Aim:
Please give the data as a numbered list from its first line through the line containing "x=473, y=314", both included, with blank lines and pictures left out.

Listed entries:

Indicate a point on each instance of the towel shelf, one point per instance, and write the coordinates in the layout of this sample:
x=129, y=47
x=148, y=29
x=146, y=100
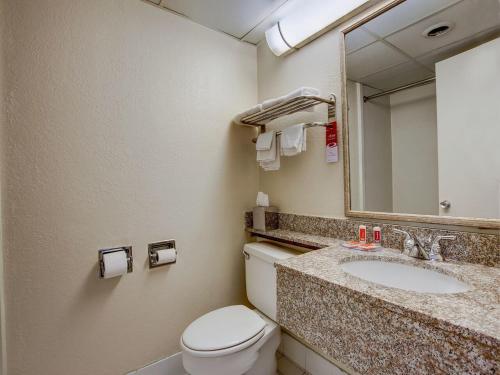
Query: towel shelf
x=293, y=105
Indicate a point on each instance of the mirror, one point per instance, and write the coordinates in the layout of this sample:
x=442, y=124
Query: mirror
x=422, y=136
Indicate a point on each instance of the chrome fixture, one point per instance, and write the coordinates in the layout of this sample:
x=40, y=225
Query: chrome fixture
x=427, y=249
x=153, y=255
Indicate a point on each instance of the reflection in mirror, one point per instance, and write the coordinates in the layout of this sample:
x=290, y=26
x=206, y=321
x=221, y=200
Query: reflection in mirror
x=423, y=89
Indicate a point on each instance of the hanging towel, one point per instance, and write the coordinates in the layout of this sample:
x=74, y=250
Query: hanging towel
x=293, y=140
x=301, y=91
x=265, y=141
x=273, y=165
x=270, y=154
x=255, y=109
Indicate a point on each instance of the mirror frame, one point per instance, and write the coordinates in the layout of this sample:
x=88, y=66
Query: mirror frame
x=429, y=219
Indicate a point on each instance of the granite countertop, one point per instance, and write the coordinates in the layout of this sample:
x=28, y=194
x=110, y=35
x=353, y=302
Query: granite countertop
x=309, y=241
x=473, y=314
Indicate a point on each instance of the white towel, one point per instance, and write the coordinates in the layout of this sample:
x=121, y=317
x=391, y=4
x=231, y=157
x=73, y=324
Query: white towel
x=264, y=141
x=273, y=165
x=297, y=92
x=268, y=155
x=255, y=109
x=293, y=140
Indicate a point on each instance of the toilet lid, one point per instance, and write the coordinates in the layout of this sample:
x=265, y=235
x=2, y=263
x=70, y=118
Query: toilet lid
x=222, y=329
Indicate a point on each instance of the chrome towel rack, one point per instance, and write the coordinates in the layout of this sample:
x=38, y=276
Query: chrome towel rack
x=288, y=107
x=293, y=105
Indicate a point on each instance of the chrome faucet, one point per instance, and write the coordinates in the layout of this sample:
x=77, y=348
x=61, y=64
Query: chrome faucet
x=427, y=249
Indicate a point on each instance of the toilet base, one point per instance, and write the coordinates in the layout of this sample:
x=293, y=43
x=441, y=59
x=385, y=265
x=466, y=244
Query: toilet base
x=266, y=363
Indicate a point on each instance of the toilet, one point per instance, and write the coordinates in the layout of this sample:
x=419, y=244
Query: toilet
x=236, y=340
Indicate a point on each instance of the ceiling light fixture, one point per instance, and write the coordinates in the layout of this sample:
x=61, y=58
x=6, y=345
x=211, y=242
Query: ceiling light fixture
x=276, y=41
x=439, y=29
x=307, y=22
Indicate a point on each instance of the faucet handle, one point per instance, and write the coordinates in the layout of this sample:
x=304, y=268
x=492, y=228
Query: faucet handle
x=435, y=252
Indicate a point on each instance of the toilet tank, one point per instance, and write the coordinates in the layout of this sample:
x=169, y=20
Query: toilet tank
x=260, y=274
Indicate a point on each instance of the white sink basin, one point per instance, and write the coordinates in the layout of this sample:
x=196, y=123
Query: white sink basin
x=402, y=276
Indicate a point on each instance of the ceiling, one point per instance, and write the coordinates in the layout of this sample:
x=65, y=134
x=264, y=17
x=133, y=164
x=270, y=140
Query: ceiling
x=390, y=51
x=246, y=20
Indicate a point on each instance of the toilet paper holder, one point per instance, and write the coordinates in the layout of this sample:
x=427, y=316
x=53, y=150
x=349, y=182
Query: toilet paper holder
x=128, y=251
x=153, y=249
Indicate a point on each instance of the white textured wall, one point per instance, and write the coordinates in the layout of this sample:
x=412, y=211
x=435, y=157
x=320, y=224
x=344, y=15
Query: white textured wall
x=469, y=131
x=377, y=152
x=414, y=151
x=119, y=134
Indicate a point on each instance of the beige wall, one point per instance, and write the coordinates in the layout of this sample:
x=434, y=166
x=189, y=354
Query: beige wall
x=305, y=184
x=2, y=153
x=414, y=151
x=119, y=134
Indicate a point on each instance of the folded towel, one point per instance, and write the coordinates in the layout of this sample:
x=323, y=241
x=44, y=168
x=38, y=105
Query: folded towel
x=273, y=165
x=301, y=91
x=264, y=141
x=272, y=102
x=268, y=155
x=255, y=109
x=293, y=140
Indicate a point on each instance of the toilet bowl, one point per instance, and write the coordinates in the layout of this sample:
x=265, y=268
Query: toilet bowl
x=236, y=340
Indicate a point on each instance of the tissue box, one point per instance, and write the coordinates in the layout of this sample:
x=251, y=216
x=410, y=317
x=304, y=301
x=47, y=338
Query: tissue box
x=265, y=218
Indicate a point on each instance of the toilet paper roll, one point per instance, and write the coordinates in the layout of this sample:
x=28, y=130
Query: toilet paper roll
x=166, y=256
x=115, y=264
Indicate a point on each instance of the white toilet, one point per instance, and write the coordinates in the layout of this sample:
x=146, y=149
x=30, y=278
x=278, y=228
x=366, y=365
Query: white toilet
x=235, y=340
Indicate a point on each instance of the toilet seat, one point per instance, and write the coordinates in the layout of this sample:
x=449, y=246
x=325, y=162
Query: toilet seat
x=223, y=331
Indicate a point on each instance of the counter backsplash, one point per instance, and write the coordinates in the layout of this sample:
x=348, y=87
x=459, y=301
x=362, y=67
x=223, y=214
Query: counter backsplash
x=479, y=248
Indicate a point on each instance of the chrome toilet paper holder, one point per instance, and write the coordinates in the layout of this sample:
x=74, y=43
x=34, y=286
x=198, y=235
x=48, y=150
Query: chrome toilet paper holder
x=153, y=249
x=128, y=251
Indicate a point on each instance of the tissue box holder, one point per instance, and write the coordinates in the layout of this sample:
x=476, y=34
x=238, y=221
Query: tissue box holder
x=265, y=218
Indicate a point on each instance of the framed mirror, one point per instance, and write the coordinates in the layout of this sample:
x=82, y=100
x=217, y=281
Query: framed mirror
x=421, y=110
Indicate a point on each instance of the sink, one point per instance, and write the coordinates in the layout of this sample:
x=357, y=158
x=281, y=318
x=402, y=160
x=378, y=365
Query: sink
x=403, y=276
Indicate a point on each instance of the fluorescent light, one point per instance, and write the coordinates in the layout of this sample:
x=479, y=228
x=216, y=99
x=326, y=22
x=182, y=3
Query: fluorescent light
x=275, y=41
x=307, y=20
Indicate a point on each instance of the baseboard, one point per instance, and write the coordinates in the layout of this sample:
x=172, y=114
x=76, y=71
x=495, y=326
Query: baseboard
x=167, y=366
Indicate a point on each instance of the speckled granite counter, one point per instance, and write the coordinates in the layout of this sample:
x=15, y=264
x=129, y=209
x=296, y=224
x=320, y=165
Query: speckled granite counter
x=309, y=241
x=373, y=329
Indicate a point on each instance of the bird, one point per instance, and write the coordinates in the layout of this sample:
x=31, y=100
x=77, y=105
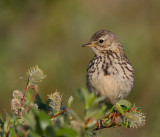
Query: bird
x=109, y=73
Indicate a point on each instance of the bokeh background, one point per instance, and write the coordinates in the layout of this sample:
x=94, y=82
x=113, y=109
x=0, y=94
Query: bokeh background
x=49, y=33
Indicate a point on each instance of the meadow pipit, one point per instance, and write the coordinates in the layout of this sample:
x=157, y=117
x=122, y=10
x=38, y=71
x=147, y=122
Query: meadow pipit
x=109, y=73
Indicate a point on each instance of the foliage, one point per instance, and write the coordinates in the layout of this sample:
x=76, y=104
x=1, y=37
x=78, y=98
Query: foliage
x=33, y=118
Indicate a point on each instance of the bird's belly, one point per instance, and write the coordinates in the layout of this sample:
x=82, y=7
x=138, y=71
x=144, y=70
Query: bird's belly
x=114, y=87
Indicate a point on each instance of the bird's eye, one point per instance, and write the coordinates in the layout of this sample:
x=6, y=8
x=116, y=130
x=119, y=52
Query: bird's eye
x=101, y=41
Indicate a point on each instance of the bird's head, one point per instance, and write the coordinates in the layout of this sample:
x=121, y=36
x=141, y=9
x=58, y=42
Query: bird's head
x=104, y=40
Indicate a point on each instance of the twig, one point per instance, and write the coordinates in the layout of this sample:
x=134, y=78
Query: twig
x=59, y=113
x=8, y=127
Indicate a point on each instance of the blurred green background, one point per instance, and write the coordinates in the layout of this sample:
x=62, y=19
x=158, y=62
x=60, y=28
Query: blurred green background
x=49, y=33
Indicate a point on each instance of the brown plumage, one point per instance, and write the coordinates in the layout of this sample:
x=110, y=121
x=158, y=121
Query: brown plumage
x=109, y=73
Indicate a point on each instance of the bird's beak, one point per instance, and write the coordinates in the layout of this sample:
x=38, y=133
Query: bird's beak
x=89, y=45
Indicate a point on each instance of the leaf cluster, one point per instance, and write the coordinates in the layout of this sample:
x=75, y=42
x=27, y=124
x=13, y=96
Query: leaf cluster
x=33, y=118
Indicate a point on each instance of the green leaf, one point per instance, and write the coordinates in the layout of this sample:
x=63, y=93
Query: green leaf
x=33, y=134
x=12, y=132
x=43, y=120
x=96, y=112
x=7, y=121
x=125, y=103
x=70, y=100
x=120, y=109
x=66, y=132
x=1, y=118
x=30, y=120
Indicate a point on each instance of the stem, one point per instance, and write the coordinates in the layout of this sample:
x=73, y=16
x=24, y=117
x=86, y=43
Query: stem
x=59, y=113
x=27, y=86
x=8, y=127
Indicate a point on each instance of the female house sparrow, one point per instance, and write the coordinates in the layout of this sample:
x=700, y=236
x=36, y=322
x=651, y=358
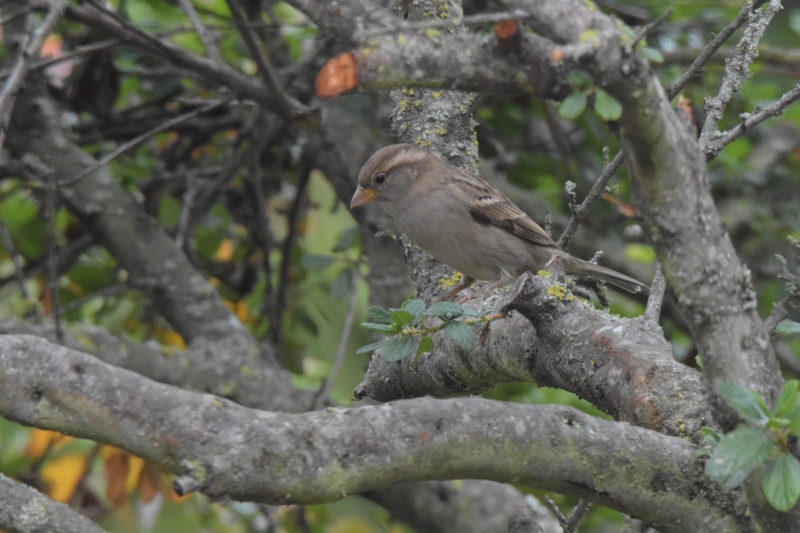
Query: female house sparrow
x=463, y=221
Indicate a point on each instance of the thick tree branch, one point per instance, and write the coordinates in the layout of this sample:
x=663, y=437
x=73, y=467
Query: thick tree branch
x=221, y=348
x=268, y=457
x=457, y=62
x=24, y=509
x=623, y=367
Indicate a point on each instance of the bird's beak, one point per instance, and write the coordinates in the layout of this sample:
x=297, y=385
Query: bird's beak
x=362, y=196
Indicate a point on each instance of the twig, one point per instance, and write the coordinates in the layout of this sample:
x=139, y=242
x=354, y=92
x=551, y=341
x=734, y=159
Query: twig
x=341, y=350
x=207, y=37
x=597, y=190
x=650, y=26
x=52, y=259
x=656, y=298
x=713, y=148
x=286, y=259
x=22, y=64
x=443, y=23
x=269, y=288
x=104, y=292
x=792, y=299
x=577, y=515
x=78, y=51
x=19, y=275
x=267, y=73
x=184, y=222
x=736, y=71
x=708, y=51
x=143, y=137
x=19, y=13
x=569, y=524
x=551, y=505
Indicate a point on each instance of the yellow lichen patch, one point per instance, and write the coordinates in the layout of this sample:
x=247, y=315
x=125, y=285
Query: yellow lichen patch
x=560, y=291
x=448, y=282
x=422, y=142
x=589, y=35
x=433, y=34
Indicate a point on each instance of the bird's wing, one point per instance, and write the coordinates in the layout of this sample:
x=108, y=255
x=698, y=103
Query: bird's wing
x=486, y=205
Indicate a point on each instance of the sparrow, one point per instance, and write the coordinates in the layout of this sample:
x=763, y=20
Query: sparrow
x=463, y=221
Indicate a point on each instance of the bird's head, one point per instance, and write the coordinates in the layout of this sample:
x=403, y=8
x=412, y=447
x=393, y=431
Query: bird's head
x=390, y=173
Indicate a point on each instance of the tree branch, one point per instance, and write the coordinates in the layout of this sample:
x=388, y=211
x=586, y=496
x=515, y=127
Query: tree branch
x=24, y=509
x=273, y=458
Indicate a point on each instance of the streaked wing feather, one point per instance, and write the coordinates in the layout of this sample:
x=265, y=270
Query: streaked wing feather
x=487, y=205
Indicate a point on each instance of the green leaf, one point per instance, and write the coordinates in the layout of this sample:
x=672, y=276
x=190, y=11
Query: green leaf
x=316, y=261
x=607, y=106
x=737, y=455
x=341, y=284
x=375, y=345
x=382, y=328
x=744, y=403
x=346, y=240
x=425, y=345
x=379, y=315
x=713, y=436
x=442, y=309
x=18, y=209
x=401, y=317
x=398, y=349
x=788, y=327
x=794, y=20
x=787, y=400
x=651, y=54
x=460, y=333
x=572, y=106
x=416, y=308
x=781, y=482
x=794, y=425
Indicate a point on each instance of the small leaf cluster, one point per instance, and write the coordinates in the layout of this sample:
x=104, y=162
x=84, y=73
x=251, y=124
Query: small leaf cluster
x=738, y=453
x=340, y=285
x=408, y=331
x=606, y=106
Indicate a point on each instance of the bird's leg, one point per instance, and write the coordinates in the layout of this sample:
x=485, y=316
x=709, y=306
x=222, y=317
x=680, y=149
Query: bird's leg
x=465, y=283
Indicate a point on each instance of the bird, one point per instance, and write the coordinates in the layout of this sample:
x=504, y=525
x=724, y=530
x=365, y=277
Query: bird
x=464, y=222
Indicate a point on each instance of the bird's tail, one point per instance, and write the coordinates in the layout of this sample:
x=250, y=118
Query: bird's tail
x=578, y=267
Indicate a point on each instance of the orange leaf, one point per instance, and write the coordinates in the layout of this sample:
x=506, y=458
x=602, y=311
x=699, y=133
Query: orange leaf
x=683, y=105
x=117, y=469
x=337, y=75
x=225, y=250
x=147, y=486
x=52, y=46
x=169, y=338
x=506, y=29
x=62, y=474
x=626, y=209
x=39, y=440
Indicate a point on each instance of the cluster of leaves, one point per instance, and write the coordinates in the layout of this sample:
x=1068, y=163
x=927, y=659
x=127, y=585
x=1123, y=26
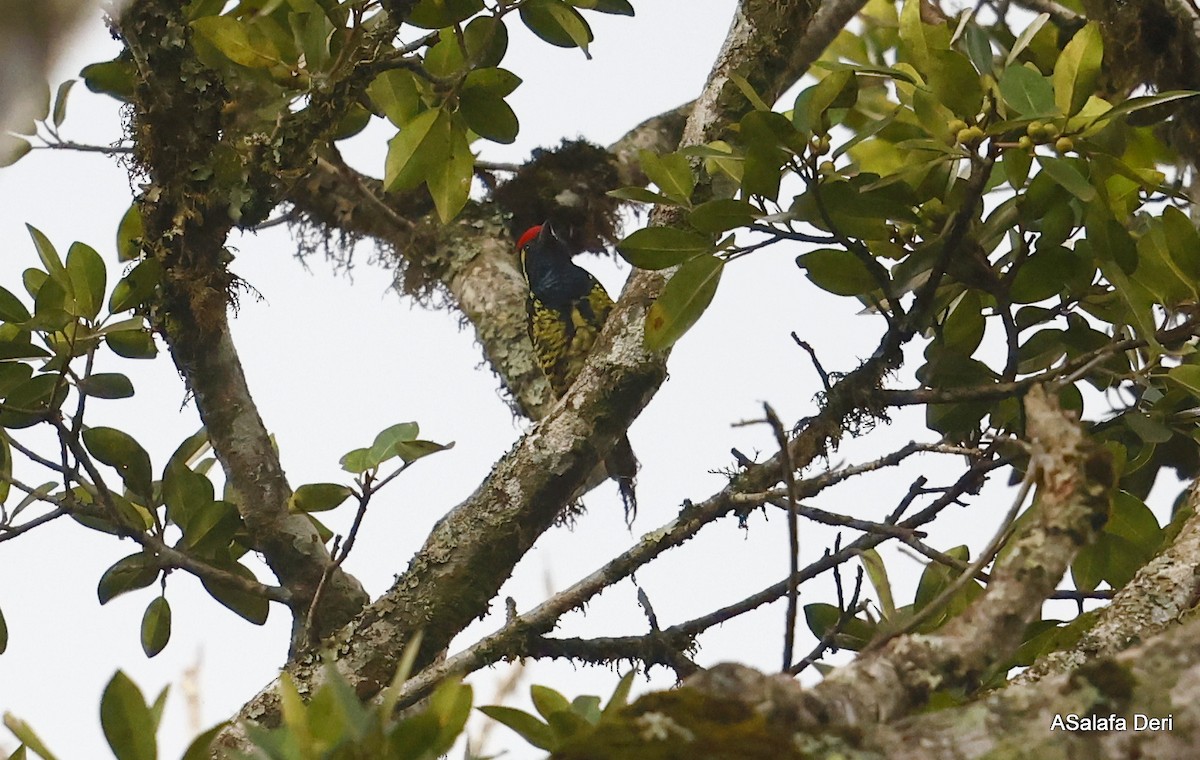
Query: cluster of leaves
x=130, y=725
x=442, y=93
x=562, y=720
x=954, y=177
x=1129, y=538
x=47, y=354
x=333, y=723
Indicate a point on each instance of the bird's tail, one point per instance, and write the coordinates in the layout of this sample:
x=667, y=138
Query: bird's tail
x=622, y=466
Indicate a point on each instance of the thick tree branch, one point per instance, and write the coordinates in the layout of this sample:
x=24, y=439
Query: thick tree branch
x=1163, y=590
x=474, y=548
x=1074, y=478
x=179, y=125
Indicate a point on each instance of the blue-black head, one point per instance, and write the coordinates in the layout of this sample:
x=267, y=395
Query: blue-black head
x=546, y=264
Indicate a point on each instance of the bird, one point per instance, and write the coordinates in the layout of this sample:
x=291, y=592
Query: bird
x=565, y=310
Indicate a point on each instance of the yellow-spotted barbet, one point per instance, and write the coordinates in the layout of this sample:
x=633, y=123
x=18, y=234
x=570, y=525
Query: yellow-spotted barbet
x=567, y=306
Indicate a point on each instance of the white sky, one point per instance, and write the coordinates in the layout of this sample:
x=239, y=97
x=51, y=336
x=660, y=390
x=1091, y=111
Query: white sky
x=334, y=359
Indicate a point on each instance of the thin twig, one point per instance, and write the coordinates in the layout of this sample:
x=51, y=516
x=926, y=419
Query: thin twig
x=10, y=532
x=827, y=641
x=816, y=363
x=969, y=574
x=793, y=534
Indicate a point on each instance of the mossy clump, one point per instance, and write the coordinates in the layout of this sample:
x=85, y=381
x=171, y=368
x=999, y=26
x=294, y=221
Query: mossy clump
x=567, y=185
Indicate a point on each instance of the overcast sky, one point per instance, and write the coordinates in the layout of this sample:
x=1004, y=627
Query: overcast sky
x=333, y=359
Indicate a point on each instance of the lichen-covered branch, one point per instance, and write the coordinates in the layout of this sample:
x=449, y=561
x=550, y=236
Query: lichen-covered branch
x=1074, y=478
x=474, y=548
x=180, y=131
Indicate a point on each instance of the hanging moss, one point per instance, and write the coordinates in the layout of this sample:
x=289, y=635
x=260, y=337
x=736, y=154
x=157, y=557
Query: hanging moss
x=565, y=185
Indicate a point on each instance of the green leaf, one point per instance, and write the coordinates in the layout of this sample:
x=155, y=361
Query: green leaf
x=117, y=78
x=487, y=41
x=547, y=701
x=238, y=41
x=120, y=452
x=498, y=82
x=49, y=257
x=451, y=704
x=879, y=576
x=25, y=735
x=1049, y=271
x=354, y=121
x=1186, y=376
x=1027, y=91
x=441, y=13
x=855, y=635
x=489, y=115
x=136, y=287
x=1066, y=173
x=318, y=497
x=640, y=195
x=671, y=173
x=955, y=83
x=156, y=626
x=213, y=526
x=201, y=746
x=395, y=94
x=557, y=23
x=12, y=149
x=529, y=728
x=1182, y=241
x=1146, y=101
x=390, y=695
x=1131, y=519
x=413, y=450
x=449, y=181
x=129, y=235
x=839, y=89
x=186, y=494
x=659, y=247
x=1026, y=36
x=12, y=349
x=127, y=722
x=39, y=494
x=619, y=698
x=87, y=271
x=60, y=102
x=723, y=214
x=683, y=300
x=935, y=579
x=11, y=309
x=1078, y=69
x=912, y=35
x=838, y=271
x=127, y=574
x=445, y=57
x=250, y=606
x=107, y=386
x=415, y=150
x=311, y=36
x=359, y=460
x=31, y=400
x=132, y=343
x=618, y=7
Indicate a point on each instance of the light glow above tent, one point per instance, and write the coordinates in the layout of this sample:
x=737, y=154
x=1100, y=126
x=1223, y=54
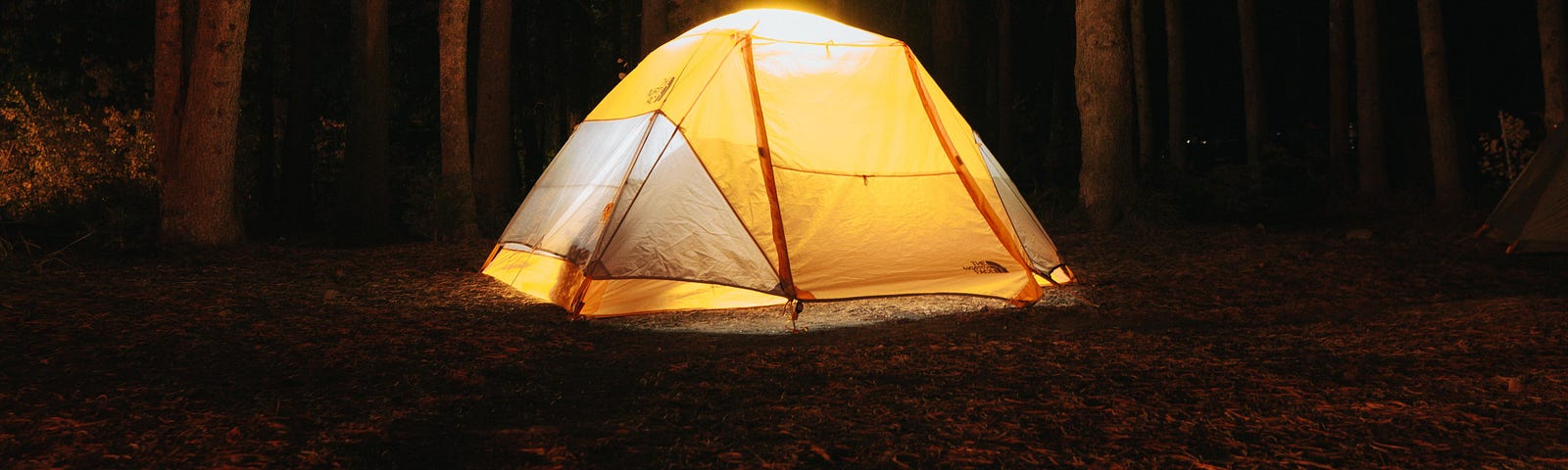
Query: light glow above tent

Answer to the task:
1. Indicate a point on each instance of the towel shelf, one point per instance, and write the coordinates in the layout of this sample:
2. x=129, y=47
3. x=148, y=29
4. x=146, y=100
5. Query: towel shelf
6. x=293, y=105
7. Indicate a point on each instance of the mirror, one point per instance, and write the coordinates in the layout of this sample:
8. x=442, y=124
9. Query: mirror
10. x=422, y=136
11. Indicate a point on each instance of the chrome fixture, one point per instance, and write the coordinates in the layout of this sample:
12. x=40, y=225
13. Query: chrome fixture
14. x=427, y=249
15. x=153, y=255
16. Indicate a point on each instance of the reflection in mirror, one point per instance, and write the coordinates in the layout of this sample:
17. x=290, y=26
18. x=206, y=321
19. x=221, y=200
20. Query: reflection in mirror
21. x=423, y=89
22. Indicate a point on each instance of the hanging towel, one point per instance, and write the coordinates in the layout of this sample:
23. x=74, y=250
24. Query: hanging towel
25. x=293, y=140
26. x=301, y=91
27. x=265, y=141
28. x=273, y=165
29. x=270, y=154
30. x=255, y=109
31. Indicate a point on each instance of the mirror frame, one point per instance, and write the coordinates in the layout of this sample:
32. x=88, y=66
33. Query: mirror frame
34. x=429, y=219
35. Indicate a point on each instance of the granite countertop, one point per instance, and write the coordinates in the layout of this sample:
36. x=28, y=194
37. x=110, y=35
38. x=353, y=302
39. Query: granite countertop
40. x=309, y=241
41. x=473, y=314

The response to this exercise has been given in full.